* start Source text *

By Shaun Loh (21A01A)
Raffles Reads is a collaboration between Raffles Press and Times Reads which aims to promote a reading culture among Singaporean students.
At first glance, Red Sea Spies by Raffi Berg sounds like yet another Bond wannabe plotline. A remote Sudanese coast in the ‘80s. A new luxury holiday resort catered to divers. Undercover spies disguising as hotel staff, but actually working for the Mossad—the Israeli secret service.
Yet, the book, based on a true story, traces an unprecedented operation that helped evacuate thousands of Ethiopian Jews who had been languishing in refugee camps, giving them safe passage to Israel. Written in collaboration with operatives involved in the mission, endorsed as the definitive account and including an afterword from the then Mossad director, this is a gripping, never-before-heard tale of a top-secret operation. Excluded from the Jewish history books, Spies is a tale you won’t want to miss.
Balancing the thrilling action of the plot with factual accounts of long, forgotten histories of the marginalized Ethiopian Jews, this book serves not only as an exhilarating piece of espionage non-fiction, but also an insightful historical critique of anti-Semitism and the Jewish state. In particular, the documenting of narratives of the Ethiopian Jews sheds light on their ambiguous origins. One such narrative is the classic romance story of the Jewish King Solomon and the Ethiopian Queen of Sheba. This tale originates from a 14th century Ethiopian chronicle known as the Kebra Nagast, which tells of a visit by the Queen of Ethiopia, otherwise known as Sheba, who was tricked by King Solomon into having sexual relations with him, from which she bore a son, Menelik. The story tells that years later, Menelik stole the Ark of the Covenant and moved to Aksum, where most of the Ethiopian Jews are found today.
Additionally foregrounded with the common history of the Great Man in Israel, whether it be Prime Minister Golda Meir (first Israeli female PM!), Yitzhak Rabin, Menachem Begin or Ariel Sharon, Spies also reconciles these well-known Jewish leaders—and the well-known events that occurred during their tenures—with the covert happenings at the Red Sea Diving Resort, ultimately bestowing the operation much historical significance that goes beyond its entertainment value.
Needless to say, this book is not a non-fiction snooze fest for those only interested in the dramatic mechanisms of an espionage set-up. Berg manages to illustrate the nitty-gritty of the day-to-day activities of the operation on the resort, teleporting the reader onto the Sudanese sand with the Mossad agents. He also describes with great lucidity the relationships between the individual Mossad spies and the Sudanese police, the odd recruitment process for new “hotel staff” (they must know how to dive!), and the (clichéd, but true) use of a female spy to assuage suspicion, reminiscent of the classic Bond girl.

* end Source text *

* [Requirements]:
A. Translate this sentence from the book review into Spanish: "Raffles Reads is a collaboration between Raffles Press and Times Reads which aims to promote a reading culture among Singaporean students."
B. In the book review, rename "Red Sea Spies" as "Red Sea Spies: The True Story" in the stretch from "By Shaun Loh" through "Israeli secret service.", and write out that stretch with the change.
The material after this point comes from a separate source, not from the review.

* start Data lines *

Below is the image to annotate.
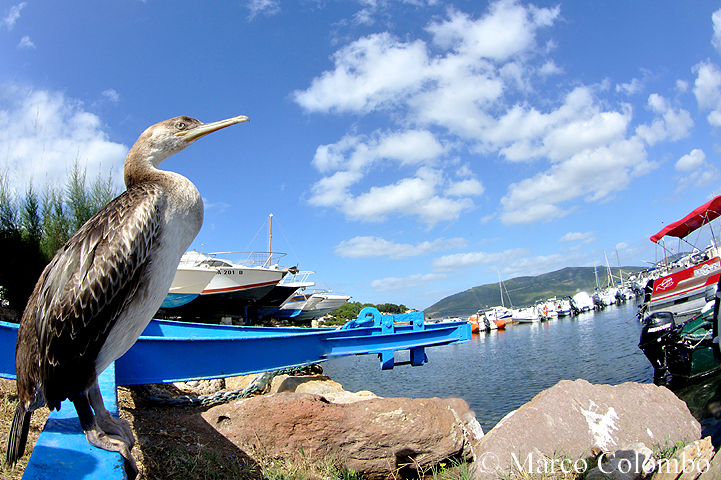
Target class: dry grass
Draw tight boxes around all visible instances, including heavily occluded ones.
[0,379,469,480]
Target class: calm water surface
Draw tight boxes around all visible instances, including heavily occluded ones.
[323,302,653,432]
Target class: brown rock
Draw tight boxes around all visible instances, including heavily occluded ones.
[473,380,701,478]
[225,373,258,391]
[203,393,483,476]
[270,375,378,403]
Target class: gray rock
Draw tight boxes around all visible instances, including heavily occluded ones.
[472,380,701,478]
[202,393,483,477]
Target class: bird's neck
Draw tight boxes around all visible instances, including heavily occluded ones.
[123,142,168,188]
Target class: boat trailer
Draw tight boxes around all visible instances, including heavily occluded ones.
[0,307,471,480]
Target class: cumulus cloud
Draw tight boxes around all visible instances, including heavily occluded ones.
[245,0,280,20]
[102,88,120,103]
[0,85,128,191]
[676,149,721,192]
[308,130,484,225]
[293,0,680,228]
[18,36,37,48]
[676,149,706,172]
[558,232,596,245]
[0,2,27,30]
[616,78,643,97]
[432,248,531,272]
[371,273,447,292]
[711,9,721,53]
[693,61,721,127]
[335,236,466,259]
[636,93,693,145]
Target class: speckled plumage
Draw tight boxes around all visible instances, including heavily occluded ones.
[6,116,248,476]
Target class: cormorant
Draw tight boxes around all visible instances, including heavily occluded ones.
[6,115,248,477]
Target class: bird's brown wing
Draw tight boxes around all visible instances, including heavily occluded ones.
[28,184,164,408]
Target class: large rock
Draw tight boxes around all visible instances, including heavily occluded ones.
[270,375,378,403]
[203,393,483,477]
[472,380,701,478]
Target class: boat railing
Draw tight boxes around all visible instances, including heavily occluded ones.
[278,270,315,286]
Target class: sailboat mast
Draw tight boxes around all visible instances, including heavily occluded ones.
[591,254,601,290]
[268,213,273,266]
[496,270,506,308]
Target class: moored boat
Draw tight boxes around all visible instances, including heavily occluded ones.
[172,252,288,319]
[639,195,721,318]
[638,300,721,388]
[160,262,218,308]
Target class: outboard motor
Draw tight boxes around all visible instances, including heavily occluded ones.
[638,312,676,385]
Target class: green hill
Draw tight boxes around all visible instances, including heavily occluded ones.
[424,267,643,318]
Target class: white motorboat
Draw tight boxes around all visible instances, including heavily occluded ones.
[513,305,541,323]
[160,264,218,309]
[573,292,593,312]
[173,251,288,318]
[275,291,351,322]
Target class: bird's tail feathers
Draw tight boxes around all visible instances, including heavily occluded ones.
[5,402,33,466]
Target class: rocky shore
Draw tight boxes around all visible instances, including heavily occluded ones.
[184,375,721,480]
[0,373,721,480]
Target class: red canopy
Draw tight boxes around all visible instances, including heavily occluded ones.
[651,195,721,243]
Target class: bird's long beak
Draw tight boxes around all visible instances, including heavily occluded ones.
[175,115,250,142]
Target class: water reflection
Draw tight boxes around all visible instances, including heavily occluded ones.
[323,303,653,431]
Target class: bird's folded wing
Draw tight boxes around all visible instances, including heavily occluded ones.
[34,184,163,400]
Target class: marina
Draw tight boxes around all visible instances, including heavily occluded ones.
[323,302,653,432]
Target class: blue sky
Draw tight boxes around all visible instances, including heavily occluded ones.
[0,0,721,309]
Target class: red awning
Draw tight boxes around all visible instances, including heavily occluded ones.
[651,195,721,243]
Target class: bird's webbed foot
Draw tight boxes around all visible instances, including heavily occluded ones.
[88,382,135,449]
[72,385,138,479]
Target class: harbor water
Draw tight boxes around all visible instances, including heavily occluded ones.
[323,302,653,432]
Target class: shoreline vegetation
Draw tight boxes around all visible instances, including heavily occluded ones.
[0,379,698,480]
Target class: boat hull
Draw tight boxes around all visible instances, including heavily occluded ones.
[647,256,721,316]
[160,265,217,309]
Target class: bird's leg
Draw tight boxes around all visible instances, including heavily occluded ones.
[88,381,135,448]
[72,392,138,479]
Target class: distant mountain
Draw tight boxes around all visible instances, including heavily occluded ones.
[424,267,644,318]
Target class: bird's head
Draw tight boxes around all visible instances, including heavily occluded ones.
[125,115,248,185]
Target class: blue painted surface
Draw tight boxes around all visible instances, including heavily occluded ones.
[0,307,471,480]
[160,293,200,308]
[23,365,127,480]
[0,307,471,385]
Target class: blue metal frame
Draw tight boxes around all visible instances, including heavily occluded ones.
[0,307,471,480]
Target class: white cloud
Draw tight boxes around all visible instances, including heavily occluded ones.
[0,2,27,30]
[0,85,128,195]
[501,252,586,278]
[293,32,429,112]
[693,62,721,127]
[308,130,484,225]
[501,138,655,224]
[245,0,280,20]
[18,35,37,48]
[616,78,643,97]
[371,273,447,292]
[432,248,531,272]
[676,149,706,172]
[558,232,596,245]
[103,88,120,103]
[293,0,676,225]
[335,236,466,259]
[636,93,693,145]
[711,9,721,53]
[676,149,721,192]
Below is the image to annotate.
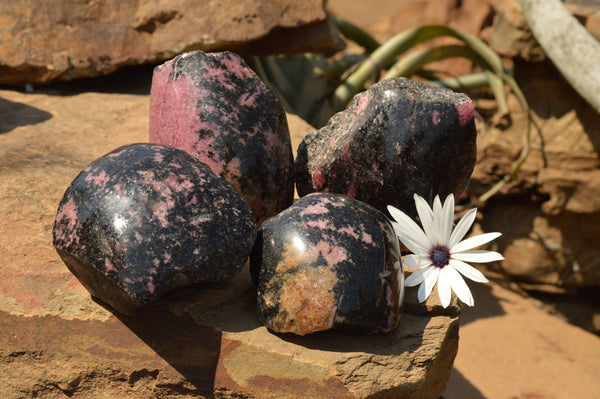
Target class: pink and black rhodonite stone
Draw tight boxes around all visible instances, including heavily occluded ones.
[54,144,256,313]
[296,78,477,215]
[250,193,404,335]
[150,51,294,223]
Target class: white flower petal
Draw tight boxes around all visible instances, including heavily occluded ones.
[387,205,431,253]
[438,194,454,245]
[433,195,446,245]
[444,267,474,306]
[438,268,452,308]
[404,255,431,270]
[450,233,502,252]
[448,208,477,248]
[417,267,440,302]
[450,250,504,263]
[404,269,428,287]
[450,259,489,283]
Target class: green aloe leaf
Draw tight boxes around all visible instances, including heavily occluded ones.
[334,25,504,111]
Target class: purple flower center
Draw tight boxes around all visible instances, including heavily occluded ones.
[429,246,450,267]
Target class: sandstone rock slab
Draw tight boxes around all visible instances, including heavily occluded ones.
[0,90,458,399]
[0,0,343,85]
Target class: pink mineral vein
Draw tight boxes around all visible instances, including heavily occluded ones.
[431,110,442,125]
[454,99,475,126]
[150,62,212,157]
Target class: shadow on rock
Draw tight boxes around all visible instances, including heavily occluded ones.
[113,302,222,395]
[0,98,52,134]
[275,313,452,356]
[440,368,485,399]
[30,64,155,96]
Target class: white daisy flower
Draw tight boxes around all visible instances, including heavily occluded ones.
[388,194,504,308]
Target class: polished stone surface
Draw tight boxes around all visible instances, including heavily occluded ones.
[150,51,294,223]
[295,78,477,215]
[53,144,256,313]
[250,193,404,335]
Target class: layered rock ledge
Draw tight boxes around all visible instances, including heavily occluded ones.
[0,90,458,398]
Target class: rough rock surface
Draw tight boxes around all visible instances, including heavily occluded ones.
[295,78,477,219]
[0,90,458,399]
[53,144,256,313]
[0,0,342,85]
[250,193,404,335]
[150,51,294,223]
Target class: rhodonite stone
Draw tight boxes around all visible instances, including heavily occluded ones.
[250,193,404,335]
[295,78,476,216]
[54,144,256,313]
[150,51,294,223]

* end Data lines *
* start Data lines *

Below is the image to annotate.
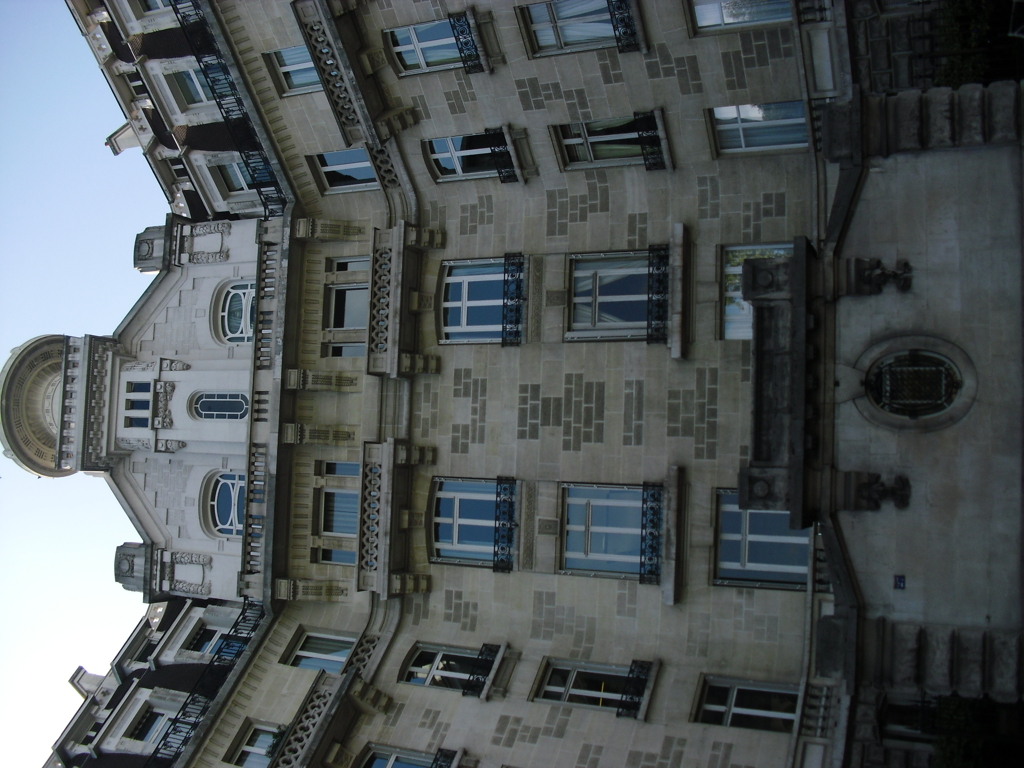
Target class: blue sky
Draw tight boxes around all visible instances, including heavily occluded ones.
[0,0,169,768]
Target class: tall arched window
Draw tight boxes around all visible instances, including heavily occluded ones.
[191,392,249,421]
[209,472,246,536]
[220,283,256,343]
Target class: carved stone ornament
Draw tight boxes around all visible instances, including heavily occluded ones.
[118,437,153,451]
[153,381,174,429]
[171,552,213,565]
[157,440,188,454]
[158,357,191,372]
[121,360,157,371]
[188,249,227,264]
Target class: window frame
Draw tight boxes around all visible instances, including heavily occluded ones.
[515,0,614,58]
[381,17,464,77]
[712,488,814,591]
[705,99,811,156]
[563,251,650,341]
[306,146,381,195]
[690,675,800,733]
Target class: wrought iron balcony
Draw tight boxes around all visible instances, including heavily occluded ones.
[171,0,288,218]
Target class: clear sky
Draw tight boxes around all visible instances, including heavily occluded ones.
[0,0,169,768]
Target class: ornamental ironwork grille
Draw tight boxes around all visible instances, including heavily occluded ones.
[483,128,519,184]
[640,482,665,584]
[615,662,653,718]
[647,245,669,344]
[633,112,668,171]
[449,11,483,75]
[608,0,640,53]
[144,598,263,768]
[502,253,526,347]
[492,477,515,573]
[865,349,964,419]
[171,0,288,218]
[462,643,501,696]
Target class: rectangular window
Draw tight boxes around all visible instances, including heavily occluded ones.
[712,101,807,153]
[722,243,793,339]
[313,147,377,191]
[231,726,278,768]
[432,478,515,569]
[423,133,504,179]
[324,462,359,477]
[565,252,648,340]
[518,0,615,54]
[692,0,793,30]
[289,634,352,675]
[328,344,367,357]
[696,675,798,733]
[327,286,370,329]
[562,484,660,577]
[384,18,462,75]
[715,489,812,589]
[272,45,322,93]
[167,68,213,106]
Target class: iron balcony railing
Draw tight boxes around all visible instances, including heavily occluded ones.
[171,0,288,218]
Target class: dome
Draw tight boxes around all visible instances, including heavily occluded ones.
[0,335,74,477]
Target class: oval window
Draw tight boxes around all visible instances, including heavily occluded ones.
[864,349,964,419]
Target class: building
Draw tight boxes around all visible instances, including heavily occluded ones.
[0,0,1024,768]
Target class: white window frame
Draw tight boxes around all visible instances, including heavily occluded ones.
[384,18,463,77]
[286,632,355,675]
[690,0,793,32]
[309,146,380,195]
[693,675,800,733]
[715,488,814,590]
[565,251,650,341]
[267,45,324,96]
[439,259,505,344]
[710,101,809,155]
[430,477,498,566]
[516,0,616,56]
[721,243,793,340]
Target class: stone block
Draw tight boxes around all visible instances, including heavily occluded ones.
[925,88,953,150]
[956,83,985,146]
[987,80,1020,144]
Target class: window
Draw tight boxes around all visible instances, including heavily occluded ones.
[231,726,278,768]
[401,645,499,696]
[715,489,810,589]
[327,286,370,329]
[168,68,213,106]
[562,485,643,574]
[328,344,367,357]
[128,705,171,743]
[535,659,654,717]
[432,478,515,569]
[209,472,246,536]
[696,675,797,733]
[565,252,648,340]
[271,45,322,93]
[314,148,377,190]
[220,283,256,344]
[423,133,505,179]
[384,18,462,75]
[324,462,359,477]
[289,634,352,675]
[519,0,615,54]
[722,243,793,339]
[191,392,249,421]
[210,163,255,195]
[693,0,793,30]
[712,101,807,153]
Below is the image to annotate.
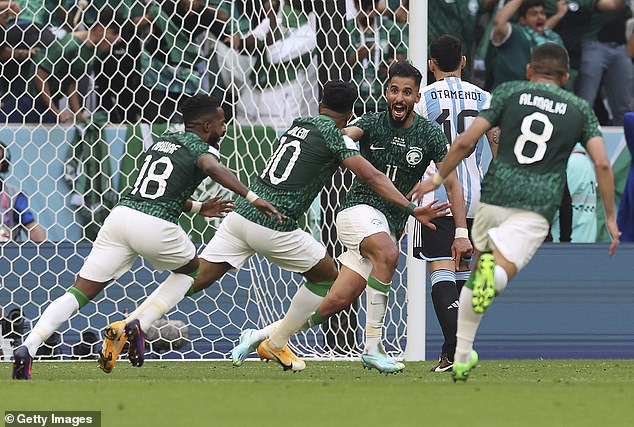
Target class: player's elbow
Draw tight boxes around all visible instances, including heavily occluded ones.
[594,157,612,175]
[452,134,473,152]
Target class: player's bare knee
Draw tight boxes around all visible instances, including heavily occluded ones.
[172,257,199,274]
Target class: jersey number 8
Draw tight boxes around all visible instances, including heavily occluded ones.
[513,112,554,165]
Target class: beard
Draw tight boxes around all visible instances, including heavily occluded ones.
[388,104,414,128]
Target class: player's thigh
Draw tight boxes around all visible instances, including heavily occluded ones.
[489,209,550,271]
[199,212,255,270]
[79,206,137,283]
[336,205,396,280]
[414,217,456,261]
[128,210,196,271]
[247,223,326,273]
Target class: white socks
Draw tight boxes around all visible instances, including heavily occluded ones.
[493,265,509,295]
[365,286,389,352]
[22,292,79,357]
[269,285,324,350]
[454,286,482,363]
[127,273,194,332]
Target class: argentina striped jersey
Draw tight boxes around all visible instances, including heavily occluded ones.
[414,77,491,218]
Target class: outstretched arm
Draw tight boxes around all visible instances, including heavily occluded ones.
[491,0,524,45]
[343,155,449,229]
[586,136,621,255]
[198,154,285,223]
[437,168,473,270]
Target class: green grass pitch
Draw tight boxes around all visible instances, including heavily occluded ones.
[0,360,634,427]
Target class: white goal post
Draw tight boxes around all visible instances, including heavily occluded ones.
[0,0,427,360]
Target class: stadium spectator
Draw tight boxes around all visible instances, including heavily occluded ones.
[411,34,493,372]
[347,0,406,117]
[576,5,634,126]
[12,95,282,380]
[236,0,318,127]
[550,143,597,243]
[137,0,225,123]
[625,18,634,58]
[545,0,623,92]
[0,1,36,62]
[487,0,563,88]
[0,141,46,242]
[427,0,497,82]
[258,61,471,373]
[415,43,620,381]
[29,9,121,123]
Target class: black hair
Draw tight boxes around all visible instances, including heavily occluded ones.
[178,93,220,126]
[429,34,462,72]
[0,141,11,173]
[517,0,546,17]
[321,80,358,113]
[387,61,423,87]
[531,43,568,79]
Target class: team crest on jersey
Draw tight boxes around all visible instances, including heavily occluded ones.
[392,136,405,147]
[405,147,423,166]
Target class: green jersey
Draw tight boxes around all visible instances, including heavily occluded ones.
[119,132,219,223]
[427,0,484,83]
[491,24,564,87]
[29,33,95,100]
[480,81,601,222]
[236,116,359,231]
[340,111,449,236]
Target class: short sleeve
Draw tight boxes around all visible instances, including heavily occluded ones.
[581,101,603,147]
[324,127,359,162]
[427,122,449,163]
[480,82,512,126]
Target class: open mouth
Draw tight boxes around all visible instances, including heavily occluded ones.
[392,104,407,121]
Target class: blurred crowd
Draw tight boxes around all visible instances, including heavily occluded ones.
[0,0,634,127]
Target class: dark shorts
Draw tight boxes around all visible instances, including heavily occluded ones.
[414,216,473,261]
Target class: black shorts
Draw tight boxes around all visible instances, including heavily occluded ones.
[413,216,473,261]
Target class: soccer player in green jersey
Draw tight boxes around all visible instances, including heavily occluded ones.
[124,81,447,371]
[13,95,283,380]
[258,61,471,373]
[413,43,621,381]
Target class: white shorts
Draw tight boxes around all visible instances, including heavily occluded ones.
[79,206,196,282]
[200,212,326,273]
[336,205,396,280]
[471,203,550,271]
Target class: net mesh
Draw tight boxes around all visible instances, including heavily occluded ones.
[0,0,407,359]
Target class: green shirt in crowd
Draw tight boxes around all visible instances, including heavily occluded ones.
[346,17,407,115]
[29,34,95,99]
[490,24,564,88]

* end Data lines *
* start Data lines *

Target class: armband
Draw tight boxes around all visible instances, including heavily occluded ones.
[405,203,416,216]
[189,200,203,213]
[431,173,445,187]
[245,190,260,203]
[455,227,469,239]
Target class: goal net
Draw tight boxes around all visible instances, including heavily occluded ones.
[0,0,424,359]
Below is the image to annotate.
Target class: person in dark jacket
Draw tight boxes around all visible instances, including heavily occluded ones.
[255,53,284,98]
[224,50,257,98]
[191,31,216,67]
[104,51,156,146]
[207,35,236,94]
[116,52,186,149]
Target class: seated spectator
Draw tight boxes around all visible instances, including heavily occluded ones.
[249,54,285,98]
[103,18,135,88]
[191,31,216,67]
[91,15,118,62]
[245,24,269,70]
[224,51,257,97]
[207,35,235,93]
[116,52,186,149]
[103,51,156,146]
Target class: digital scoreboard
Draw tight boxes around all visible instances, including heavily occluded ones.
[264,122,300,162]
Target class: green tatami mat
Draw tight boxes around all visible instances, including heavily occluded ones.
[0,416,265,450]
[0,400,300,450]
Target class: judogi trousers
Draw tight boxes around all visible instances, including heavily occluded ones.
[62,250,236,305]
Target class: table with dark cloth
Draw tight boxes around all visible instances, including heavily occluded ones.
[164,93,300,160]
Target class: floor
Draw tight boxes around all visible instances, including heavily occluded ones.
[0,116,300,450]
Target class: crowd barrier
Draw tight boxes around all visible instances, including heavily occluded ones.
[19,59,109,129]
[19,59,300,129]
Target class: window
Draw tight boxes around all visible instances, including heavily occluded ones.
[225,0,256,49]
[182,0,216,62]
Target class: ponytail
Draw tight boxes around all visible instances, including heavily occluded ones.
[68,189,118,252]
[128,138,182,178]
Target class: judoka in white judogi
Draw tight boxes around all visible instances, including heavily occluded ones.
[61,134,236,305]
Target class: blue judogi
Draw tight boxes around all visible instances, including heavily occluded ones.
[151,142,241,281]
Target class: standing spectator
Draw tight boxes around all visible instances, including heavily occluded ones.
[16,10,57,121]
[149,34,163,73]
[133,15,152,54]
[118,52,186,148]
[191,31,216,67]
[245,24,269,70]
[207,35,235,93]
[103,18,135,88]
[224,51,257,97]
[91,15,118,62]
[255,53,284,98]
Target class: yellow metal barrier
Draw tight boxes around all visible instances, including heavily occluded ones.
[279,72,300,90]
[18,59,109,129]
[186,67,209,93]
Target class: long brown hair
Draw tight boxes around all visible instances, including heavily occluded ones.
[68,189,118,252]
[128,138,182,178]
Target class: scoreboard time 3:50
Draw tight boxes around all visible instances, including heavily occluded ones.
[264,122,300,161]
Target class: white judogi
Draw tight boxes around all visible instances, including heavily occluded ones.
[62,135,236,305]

* end Data lines *

* [Answers to the exercise]:
A. Raffles Reads es una colaboración entre Raffles Press y Times Reads que tiene como objetivo promover una cultura de lectura entre los estudiantes de Singapur.

B.
By Shaun Loh (21A01A)
Raffles Reads is a collaboration between Raffles Press and Times Reads which aims to promote a reading culture among Singaporean students.
At first glance, Red Sea Spies: The True Story by Raffi Berg sounds like yet another Bond wannabe plotline. A remote Sudanese coast in the ‘80s. A new luxury holiday resort catered to divers. Undercover spies disguising as hotel staff, but actually working for the Mossad—the Israeli secret service.